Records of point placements
━━━━━━━━━━

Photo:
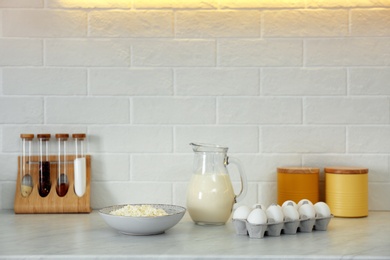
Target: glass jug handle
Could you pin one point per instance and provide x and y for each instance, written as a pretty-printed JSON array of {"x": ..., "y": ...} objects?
[{"x": 244, "y": 185}]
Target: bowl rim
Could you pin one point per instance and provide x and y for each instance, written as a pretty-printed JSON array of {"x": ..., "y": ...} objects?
[{"x": 182, "y": 210}]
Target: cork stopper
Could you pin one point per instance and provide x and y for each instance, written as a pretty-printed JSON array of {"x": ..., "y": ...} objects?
[
  {"x": 44, "y": 136},
  {"x": 62, "y": 136},
  {"x": 27, "y": 136},
  {"x": 79, "y": 136}
]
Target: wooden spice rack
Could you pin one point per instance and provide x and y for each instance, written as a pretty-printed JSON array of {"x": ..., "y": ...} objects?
[{"x": 52, "y": 203}]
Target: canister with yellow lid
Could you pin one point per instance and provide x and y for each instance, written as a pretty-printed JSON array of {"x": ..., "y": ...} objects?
[
  {"x": 346, "y": 191},
  {"x": 297, "y": 183}
]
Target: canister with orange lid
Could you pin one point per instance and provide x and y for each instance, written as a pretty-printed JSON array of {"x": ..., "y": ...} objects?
[
  {"x": 346, "y": 191},
  {"x": 297, "y": 183}
]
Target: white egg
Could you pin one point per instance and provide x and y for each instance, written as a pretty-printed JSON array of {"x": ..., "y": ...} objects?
[
  {"x": 304, "y": 201},
  {"x": 259, "y": 206},
  {"x": 275, "y": 212},
  {"x": 307, "y": 210},
  {"x": 290, "y": 212},
  {"x": 322, "y": 209},
  {"x": 290, "y": 202},
  {"x": 242, "y": 212},
  {"x": 257, "y": 217}
]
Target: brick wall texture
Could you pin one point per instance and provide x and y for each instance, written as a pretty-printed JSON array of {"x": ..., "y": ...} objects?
[{"x": 281, "y": 83}]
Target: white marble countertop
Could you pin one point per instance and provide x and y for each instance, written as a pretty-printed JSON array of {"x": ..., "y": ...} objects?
[{"x": 86, "y": 236}]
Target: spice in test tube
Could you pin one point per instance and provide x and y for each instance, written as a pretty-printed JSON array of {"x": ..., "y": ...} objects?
[
  {"x": 44, "y": 165},
  {"x": 62, "y": 177},
  {"x": 25, "y": 167}
]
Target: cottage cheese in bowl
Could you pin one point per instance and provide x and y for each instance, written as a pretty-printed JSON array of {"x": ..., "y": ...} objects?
[{"x": 142, "y": 219}]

━━━━━━━━━━

**What is required:**
Rescale the records from the line containing "Target: cottage cheese in bowl" through the end of the records. Repeat those lines with their requests, multiplying every x and y coordinate in the answers by 2.55 and rounding to whole numbers, with halves rounded up.

**The solution:**
Target: cottage cheese in bowl
Could you pin one point per instance and provide x and y for each instance, written as a pretty-printed JSON array of {"x": ..., "y": ...} objects?
[{"x": 362, "y": 558}]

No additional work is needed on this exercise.